▶ What you have to do
Whatever appears in the data below, copy it exactly.
+--
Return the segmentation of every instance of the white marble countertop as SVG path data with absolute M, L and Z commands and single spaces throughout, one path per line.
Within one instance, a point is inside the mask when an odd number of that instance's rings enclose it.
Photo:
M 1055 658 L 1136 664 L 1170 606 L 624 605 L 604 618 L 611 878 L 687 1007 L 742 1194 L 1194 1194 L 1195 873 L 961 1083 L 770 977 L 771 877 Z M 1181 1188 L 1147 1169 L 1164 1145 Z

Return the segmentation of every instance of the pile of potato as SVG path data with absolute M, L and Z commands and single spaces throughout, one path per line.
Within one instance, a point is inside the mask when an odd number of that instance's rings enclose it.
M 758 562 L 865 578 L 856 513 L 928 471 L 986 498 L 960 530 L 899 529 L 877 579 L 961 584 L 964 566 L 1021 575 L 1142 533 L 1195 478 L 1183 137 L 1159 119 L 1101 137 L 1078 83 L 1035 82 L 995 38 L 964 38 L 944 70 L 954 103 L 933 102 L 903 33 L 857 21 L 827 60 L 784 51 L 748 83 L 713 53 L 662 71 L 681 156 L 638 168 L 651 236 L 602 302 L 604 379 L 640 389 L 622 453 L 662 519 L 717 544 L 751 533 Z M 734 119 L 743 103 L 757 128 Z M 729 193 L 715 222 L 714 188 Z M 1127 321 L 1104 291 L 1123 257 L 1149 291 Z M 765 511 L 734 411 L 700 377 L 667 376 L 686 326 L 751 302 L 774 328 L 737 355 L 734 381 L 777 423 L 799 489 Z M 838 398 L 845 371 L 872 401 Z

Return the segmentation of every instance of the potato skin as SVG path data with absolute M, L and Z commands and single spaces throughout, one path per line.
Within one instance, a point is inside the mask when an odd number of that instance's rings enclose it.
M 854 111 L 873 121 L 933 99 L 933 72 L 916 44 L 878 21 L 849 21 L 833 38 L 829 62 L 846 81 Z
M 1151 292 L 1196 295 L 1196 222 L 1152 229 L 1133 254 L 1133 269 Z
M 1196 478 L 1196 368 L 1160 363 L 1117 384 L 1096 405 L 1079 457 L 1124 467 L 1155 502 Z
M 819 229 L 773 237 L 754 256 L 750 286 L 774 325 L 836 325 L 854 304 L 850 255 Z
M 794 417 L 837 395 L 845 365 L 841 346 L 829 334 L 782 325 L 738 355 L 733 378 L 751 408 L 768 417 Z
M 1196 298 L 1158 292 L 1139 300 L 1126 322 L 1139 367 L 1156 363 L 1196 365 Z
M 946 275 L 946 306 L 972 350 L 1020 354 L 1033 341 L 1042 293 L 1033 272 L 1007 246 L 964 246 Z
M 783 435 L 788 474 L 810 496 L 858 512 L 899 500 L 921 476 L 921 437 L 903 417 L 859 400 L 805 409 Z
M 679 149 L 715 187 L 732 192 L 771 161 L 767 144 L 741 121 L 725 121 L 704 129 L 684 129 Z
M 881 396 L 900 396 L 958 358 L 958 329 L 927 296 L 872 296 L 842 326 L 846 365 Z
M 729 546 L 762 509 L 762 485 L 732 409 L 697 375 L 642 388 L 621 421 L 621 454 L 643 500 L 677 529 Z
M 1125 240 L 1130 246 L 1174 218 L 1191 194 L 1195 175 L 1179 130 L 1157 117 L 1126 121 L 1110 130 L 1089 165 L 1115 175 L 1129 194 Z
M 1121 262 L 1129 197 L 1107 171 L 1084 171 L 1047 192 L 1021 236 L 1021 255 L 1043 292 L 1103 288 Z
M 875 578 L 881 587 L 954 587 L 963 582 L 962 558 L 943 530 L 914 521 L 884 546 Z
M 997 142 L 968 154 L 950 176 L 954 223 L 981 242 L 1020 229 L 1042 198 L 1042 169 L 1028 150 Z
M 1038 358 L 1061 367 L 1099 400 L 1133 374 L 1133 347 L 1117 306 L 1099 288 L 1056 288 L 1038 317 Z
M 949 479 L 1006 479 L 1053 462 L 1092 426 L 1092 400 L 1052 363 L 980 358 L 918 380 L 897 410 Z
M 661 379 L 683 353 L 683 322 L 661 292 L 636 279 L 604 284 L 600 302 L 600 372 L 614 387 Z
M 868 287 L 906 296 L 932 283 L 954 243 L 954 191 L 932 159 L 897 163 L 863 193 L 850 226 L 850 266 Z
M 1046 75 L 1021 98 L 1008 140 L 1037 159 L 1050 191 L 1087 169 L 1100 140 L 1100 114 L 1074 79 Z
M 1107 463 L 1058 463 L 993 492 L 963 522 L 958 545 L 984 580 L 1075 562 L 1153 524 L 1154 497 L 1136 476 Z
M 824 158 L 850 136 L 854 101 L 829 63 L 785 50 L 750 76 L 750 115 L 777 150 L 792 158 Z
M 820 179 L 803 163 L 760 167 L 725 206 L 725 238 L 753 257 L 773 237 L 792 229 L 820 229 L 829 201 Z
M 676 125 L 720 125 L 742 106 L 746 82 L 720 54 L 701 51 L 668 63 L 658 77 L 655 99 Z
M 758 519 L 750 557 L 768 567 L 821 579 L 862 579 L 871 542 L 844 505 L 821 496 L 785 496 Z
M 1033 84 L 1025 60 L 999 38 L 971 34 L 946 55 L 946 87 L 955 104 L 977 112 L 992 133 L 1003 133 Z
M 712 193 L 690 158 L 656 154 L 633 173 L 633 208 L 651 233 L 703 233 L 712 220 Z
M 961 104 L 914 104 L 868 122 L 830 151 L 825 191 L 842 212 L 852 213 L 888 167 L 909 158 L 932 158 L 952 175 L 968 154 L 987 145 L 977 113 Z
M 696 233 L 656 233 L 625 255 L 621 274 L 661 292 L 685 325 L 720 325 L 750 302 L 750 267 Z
+--
▶ Answer box
Return the segmentation of every instance of the white marble countertop as SVG path data with absolute M, L and Z commands and single spaces throughout, one path per line.
Within one instance, a point is inside the mask when an odd number of that instance's rings enclose it.
Photo:
M 1055 658 L 1136 664 L 1170 606 L 624 605 L 604 618 L 611 878 L 687 1007 L 742 1194 L 1194 1194 L 1195 873 L 961 1083 L 770 977 L 771 877 Z M 1181 1188 L 1147 1169 L 1164 1145 Z

Return the segmentation of every instance of the pile of potato as SVG path data with absolute M, L and Z commands and single spaces throughout, one path per line.
Within one instance, a point is inside the mask when an odd number of that instance's rings enclose it.
M 758 562 L 865 578 L 856 513 L 928 471 L 986 498 L 960 530 L 899 529 L 877 579 L 961 584 L 964 566 L 1021 575 L 1142 533 L 1195 478 L 1183 137 L 1159 119 L 1101 137 L 1078 83 L 1035 82 L 995 38 L 964 38 L 944 70 L 954 103 L 933 102 L 903 33 L 857 21 L 827 60 L 784 51 L 748 83 L 713 53 L 662 71 L 681 156 L 638 168 L 651 236 L 602 302 L 604 379 L 640 389 L 622 453 L 662 519 L 717 544 L 751 533 Z M 734 119 L 743 103 L 757 128 Z M 729 193 L 715 222 L 714 188 Z M 1127 321 L 1104 291 L 1123 257 L 1149 291 Z M 765 511 L 734 411 L 700 377 L 667 376 L 686 326 L 751 302 L 774 328 L 737 355 L 734 381 L 777 423 L 799 489 Z M 838 398 L 845 371 L 872 401 Z

Return the segmentation of every instance of the potato skin as SVG path data with absolute M, L and Z commands and single spaces throughout, one path per line.
Within one instance, a point is inside the mask when an odd number of that instance's rings enclose it.
M 854 111 L 873 121 L 933 99 L 933 72 L 916 44 L 878 21 L 849 21 L 833 38 L 829 62 L 846 81 Z
M 1151 292 L 1196 295 L 1196 222 L 1152 229 L 1133 254 L 1133 269 Z
M 1196 478 L 1196 368 L 1160 363 L 1117 384 L 1096 405 L 1079 457 L 1124 467 L 1155 502 Z
M 819 229 L 773 237 L 754 256 L 750 286 L 774 325 L 836 325 L 854 304 L 850 255 Z
M 794 417 L 837 395 L 845 365 L 841 346 L 829 334 L 782 325 L 738 355 L 733 378 L 751 408 L 768 417 Z
M 1196 298 L 1158 292 L 1139 300 L 1126 322 L 1139 367 L 1156 363 L 1196 365 Z
M 946 275 L 946 306 L 972 350 L 1020 354 L 1033 341 L 1042 293 L 1033 272 L 1007 246 L 964 246 Z
M 783 435 L 788 474 L 810 496 L 858 512 L 899 500 L 921 476 L 921 437 L 903 417 L 859 400 L 805 409 Z
M 679 149 L 715 187 L 732 192 L 771 161 L 767 144 L 741 121 L 725 121 L 704 129 L 684 129 Z
M 881 396 L 900 396 L 958 358 L 958 329 L 927 296 L 872 296 L 842 326 L 846 365 Z
M 729 546 L 762 509 L 762 485 L 732 409 L 697 375 L 642 388 L 621 421 L 621 454 L 643 500 L 677 529 Z
M 1125 240 L 1130 246 L 1174 218 L 1191 194 L 1195 175 L 1179 130 L 1157 117 L 1126 121 L 1110 130 L 1089 165 L 1115 175 L 1129 194 Z
M 1121 262 L 1129 197 L 1107 171 L 1084 171 L 1047 192 L 1021 236 L 1021 255 L 1043 292 L 1103 288 Z
M 875 578 L 881 587 L 954 587 L 963 582 L 962 558 L 943 530 L 914 521 L 884 546 Z
M 997 142 L 968 154 L 950 176 L 954 223 L 981 242 L 1020 229 L 1042 198 L 1042 169 L 1028 150 Z
M 1038 358 L 1061 367 L 1099 400 L 1133 374 L 1133 347 L 1117 306 L 1099 288 L 1056 288 L 1038 317 Z
M 949 479 L 1006 479 L 1053 462 L 1092 426 L 1092 400 L 1052 363 L 980 358 L 918 380 L 897 410 Z
M 661 379 L 683 353 L 683 322 L 661 292 L 636 279 L 604 284 L 600 302 L 600 372 L 614 387 Z
M 868 287 L 906 296 L 932 283 L 954 243 L 954 191 L 932 159 L 897 163 L 863 193 L 850 226 L 850 266 Z
M 1046 75 L 1021 98 L 1008 140 L 1037 159 L 1050 191 L 1087 169 L 1100 140 L 1100 114 L 1074 79 Z
M 1107 463 L 1058 463 L 993 492 L 963 522 L 958 545 L 984 580 L 1075 562 L 1153 524 L 1154 497 L 1136 476 Z
M 824 158 L 850 136 L 854 101 L 829 63 L 785 50 L 750 76 L 750 115 L 777 150 L 792 158 Z
M 820 179 L 803 163 L 760 167 L 725 206 L 725 238 L 753 257 L 773 237 L 792 229 L 820 229 L 829 201 Z
M 676 125 L 720 125 L 742 106 L 746 82 L 720 54 L 701 51 L 668 63 L 658 77 L 655 99 Z
M 758 519 L 750 557 L 768 567 L 821 579 L 862 579 L 871 542 L 844 505 L 821 496 L 785 496 Z
M 1033 84 L 1025 60 L 999 38 L 971 34 L 946 55 L 946 87 L 955 104 L 977 112 L 992 133 L 1003 133 Z
M 712 193 L 690 158 L 656 154 L 633 173 L 633 208 L 651 233 L 703 233 L 712 220 Z
M 961 104 L 914 104 L 868 122 L 830 151 L 825 191 L 842 212 L 852 213 L 888 167 L 909 158 L 932 158 L 952 175 L 968 154 L 987 145 L 977 113 Z
M 696 233 L 656 233 L 625 255 L 621 274 L 661 292 L 685 325 L 720 325 L 750 302 L 750 267 Z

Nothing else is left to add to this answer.